─── Data to use ───
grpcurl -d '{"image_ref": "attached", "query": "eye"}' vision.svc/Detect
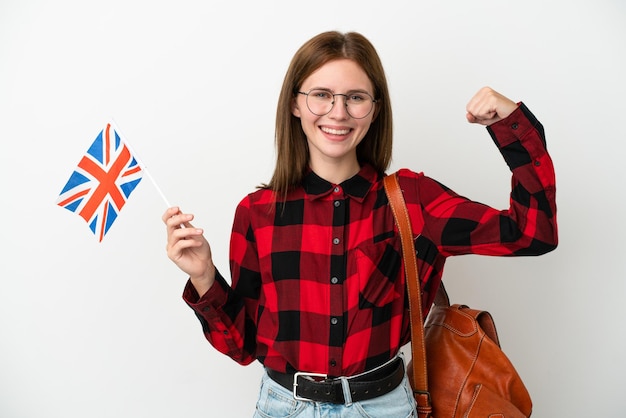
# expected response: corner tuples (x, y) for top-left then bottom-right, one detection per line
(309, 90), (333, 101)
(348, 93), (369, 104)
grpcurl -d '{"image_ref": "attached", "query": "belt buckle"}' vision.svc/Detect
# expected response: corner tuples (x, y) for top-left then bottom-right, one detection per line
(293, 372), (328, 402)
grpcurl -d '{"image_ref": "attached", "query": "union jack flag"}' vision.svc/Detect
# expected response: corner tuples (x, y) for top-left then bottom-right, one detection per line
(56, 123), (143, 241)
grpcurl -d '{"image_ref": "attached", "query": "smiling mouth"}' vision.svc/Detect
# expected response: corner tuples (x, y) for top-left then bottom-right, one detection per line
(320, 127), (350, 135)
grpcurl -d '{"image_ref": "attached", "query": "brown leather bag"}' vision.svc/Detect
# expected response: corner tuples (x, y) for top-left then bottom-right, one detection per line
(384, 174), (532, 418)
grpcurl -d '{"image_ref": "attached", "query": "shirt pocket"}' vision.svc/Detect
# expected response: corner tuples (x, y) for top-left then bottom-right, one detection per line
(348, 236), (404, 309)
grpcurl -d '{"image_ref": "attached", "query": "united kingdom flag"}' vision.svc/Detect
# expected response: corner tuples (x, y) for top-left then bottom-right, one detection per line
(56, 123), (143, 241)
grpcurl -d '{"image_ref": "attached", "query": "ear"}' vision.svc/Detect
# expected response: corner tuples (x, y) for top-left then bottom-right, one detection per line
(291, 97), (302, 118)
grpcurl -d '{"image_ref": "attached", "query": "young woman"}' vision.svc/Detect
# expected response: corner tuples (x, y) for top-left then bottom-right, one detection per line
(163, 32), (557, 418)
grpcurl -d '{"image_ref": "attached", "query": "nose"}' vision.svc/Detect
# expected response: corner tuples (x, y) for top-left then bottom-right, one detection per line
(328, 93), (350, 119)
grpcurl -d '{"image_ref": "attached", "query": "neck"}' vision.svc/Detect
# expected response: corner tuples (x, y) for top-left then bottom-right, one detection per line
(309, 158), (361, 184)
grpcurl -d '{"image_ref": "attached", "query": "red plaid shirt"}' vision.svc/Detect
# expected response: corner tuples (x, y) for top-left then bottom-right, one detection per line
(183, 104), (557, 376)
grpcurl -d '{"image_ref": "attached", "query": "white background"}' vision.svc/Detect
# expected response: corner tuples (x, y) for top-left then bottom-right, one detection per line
───
** To do **
Count the lines in the data entries above that contain the string "shirt", and give only the number.

** Solution to this problem **
2